### WHAT TO PRODUCE
Copy each line below exactly.

=== Begin Enclosure ===

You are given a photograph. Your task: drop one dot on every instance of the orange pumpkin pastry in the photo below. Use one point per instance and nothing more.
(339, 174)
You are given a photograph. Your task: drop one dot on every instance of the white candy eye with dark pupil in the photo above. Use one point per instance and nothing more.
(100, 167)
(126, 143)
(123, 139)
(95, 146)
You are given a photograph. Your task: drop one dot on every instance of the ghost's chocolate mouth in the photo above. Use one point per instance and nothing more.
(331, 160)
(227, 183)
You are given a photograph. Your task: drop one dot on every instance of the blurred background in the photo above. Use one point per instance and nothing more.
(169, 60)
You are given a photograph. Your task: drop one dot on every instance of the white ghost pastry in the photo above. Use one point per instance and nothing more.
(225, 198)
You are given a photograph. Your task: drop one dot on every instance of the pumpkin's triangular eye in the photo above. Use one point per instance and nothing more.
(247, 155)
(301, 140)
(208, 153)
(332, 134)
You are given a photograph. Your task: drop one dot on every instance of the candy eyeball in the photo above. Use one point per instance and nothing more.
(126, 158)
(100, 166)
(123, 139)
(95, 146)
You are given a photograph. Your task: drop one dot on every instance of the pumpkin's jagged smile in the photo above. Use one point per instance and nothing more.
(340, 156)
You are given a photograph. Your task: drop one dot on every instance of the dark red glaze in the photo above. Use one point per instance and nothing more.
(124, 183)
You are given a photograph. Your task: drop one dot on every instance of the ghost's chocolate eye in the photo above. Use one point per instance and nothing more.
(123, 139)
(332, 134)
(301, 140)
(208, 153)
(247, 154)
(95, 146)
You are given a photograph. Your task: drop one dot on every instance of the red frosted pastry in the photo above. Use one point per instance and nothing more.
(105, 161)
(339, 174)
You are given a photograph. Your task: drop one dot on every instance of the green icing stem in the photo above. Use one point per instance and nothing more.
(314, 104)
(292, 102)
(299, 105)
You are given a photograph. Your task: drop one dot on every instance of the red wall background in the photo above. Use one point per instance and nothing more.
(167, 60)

=== End Enclosure ===

### EXERCISE OUTPUT
You are given a photograph. Your task: drop one dot on every instance of the orange pumpkin pastry in the photo below. Use one point per instance and nothing more.
(339, 174)
You are given a photograph. Your task: drop one dot on every instance of the white candy eye with dark pupil in the photo above. Use one point per instance and nothing more.
(100, 167)
(126, 143)
(123, 139)
(95, 146)
You are given a photograph. Your task: drop one dot on every instance of the ghost's chocolate mouth in the photo above. Use one point per instance and nothing more.
(331, 160)
(227, 183)
You are given a photograph. Your task: drop one dot on every instance of the blurred background in the photo above. Use one point per instance and nothing more.
(169, 60)
You are given a photograph. Your task: drop one dot on every instance of the white ghost pastry in the photo above. Use one point per instance and nothing more.
(225, 198)
You are given a photograph. Your task: drop one dot on every instance of the pumpkin's triangular eye in the photo above. Use one point per instance and nothing more.
(247, 155)
(301, 140)
(208, 153)
(332, 134)
You are given a photograph. Your task: drop one dot on every instance of the candy eyeball in the photo above. Use one point per instance and nothing more.
(126, 158)
(100, 166)
(123, 139)
(95, 146)
You are given a photograph. Your task: drop one dot on every instance of the pumpkin's jagged smile in the photo above. Use one point per instance and nothing more.
(340, 156)
You are given a photograph. Your task: drop one dot on every instance of the dark red glaze in the photo above. Use one point per instance and nothing more.
(124, 183)
You are given a photograph. Your task: drop one dot on every instance of the ghost's chocolate eye in the photo above. Use one point per instance and nothing more.
(123, 139)
(332, 134)
(301, 140)
(208, 153)
(247, 154)
(95, 146)
You are given a photograph. Your task: drop one dot on every instance of the red frosted pastry in the photo above. Use one point per instance and nothing more.
(105, 161)
(339, 174)
You are given a photograph. Your task: drop one dot on every instance of the green icing stem in the photo above. Use one point per instance and nothing more.
(314, 104)
(292, 102)
(299, 105)
You are given a photograph. Your task: drop one dot on every instance of the red wall background in the photo above. Use one point per instance and nothing more.
(167, 60)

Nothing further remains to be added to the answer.